BEGIN SUPPLIED RECORDS
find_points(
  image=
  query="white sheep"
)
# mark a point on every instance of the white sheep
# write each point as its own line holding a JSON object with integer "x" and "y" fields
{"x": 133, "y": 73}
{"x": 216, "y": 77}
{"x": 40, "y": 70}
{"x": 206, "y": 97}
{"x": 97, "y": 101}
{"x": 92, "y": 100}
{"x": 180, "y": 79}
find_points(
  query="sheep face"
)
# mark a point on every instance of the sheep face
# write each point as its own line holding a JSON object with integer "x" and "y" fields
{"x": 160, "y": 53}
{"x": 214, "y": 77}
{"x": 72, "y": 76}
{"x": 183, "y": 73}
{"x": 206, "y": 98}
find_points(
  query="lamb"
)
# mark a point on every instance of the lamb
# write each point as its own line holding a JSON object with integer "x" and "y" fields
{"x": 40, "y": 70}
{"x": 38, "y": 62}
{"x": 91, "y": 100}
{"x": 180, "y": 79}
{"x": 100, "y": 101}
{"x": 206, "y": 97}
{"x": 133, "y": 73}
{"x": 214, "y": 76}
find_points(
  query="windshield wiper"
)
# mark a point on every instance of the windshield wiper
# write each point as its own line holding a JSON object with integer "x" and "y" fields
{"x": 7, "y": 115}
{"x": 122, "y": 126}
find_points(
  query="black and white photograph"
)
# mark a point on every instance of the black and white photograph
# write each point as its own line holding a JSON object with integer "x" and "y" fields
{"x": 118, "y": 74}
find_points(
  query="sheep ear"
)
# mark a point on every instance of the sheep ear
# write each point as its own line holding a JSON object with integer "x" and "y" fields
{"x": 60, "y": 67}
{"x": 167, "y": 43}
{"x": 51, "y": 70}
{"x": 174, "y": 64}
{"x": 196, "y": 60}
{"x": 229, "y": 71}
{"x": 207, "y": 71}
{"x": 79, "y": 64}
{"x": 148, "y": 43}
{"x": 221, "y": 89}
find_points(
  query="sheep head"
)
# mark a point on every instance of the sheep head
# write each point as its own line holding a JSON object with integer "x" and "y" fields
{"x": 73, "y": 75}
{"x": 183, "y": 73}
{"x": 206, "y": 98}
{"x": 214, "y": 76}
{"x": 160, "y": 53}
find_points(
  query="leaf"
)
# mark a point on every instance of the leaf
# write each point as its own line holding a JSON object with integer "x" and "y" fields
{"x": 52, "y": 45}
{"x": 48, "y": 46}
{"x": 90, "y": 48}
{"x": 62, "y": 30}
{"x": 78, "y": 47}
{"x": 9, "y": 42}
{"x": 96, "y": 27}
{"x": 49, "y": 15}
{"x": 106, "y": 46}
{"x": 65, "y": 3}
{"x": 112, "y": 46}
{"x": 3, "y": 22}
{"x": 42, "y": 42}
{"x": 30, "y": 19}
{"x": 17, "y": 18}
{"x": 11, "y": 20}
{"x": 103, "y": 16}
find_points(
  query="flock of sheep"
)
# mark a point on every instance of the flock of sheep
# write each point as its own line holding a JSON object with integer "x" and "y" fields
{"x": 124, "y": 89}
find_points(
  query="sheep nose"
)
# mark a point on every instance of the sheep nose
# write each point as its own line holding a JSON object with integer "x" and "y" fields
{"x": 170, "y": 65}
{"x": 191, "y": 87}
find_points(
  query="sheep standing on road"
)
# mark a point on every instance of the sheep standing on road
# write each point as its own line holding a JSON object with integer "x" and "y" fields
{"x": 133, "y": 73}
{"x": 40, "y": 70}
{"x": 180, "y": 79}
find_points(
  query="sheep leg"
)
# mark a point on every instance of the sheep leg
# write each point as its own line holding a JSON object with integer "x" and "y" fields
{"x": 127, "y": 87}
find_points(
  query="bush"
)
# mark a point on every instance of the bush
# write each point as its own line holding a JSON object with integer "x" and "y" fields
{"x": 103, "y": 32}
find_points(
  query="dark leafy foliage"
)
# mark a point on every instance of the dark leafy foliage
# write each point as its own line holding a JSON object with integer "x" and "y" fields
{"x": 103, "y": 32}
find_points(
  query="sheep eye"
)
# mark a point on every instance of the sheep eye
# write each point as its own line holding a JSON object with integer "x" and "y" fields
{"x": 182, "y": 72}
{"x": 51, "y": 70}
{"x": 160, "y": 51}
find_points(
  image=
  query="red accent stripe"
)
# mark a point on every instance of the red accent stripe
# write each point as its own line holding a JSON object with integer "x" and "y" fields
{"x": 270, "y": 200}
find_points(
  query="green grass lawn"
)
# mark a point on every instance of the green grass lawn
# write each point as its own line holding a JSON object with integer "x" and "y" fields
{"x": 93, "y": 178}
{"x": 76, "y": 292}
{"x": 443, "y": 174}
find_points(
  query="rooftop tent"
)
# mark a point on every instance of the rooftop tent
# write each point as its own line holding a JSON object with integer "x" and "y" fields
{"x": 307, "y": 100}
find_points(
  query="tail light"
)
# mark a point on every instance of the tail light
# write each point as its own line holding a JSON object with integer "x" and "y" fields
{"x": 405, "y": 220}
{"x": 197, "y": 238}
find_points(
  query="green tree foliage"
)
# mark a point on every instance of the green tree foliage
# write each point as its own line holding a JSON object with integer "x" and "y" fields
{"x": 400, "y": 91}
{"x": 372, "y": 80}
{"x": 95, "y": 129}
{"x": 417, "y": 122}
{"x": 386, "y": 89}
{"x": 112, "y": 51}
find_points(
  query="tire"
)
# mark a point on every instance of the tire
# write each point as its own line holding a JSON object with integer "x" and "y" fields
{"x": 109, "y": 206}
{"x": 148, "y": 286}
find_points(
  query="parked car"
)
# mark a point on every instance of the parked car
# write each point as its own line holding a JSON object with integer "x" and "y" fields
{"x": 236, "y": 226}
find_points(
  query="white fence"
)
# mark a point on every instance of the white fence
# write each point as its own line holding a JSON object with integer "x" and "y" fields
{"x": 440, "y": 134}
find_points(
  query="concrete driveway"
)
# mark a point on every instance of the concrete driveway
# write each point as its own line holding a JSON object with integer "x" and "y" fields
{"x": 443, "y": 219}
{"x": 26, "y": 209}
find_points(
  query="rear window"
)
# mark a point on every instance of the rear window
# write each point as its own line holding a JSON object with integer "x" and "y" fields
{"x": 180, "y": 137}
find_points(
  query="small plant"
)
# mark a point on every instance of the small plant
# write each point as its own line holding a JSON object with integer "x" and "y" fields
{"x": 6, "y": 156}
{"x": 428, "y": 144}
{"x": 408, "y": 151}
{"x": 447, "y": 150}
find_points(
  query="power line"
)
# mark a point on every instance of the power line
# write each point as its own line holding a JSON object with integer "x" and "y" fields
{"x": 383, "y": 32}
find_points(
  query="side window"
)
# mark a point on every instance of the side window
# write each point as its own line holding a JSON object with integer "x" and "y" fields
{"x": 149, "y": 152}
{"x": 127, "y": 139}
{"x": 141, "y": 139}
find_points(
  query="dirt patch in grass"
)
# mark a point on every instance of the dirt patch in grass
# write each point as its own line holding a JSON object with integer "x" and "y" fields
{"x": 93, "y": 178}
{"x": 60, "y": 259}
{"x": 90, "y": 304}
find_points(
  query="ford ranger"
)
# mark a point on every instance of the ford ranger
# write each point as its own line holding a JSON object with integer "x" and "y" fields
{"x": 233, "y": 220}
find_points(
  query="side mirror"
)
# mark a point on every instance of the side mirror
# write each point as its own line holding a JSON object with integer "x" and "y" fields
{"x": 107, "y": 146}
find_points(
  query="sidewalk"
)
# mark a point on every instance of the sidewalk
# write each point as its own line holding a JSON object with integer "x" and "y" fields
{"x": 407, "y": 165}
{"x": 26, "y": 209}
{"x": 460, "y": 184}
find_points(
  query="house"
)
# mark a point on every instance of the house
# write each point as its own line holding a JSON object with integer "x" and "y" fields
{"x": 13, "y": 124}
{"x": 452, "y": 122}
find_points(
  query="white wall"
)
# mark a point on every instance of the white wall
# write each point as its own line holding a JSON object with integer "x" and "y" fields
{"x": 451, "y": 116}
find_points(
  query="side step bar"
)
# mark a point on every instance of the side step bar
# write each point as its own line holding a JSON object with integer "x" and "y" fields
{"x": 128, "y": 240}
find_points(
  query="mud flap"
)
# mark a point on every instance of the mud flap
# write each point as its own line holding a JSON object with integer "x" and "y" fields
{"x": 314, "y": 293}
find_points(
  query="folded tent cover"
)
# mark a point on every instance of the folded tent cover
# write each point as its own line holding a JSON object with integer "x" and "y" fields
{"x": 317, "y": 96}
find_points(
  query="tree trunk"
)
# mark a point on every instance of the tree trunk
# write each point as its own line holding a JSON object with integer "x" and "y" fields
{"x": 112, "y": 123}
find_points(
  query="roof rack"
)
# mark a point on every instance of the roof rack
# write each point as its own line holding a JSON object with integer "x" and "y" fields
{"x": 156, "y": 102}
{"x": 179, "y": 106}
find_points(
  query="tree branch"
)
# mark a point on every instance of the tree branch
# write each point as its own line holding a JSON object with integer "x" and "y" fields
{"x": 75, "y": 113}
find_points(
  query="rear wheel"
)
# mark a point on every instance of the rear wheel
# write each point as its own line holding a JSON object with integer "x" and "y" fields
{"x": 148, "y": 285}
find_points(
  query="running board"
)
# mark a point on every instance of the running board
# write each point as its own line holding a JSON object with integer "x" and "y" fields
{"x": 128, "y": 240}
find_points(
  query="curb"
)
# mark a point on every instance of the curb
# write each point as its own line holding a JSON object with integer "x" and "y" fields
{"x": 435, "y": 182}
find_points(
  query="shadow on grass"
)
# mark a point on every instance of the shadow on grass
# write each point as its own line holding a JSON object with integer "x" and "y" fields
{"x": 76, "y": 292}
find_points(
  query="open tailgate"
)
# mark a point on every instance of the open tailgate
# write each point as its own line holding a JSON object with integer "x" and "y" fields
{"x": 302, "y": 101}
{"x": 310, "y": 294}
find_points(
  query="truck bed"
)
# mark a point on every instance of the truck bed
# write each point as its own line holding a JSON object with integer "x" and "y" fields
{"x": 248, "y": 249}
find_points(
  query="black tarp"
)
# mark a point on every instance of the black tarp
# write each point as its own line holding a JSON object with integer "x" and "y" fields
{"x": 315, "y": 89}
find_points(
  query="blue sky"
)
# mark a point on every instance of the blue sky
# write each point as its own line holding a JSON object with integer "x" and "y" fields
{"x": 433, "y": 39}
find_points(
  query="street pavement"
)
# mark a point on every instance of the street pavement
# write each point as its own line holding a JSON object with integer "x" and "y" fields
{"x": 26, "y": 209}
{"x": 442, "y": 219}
END SUPPLIED RECORDS
- **TASK OBJECTIVE**
An exact copy of the lines above between the line holding "# mark a point on every instance of the green grass" and the line holding "# mark a point on every instance of the tail", inclusive, is the whole answer.

- **EXERCISE ANSWER**
# mark a point on every instance of the green grass lawn
# write each point as its own line holding a JSON object with integer "x" and "y" fields
{"x": 93, "y": 178}
{"x": 76, "y": 292}
{"x": 443, "y": 174}
find_points(
  query="rooftop tent"
)
# mark a point on every instance of the rooftop tent
# write each point as its own line holding a JSON object with integer "x" and "y" fields
{"x": 307, "y": 100}
find_points(
  query="tail light"
)
# mark a point on every instance of the tail light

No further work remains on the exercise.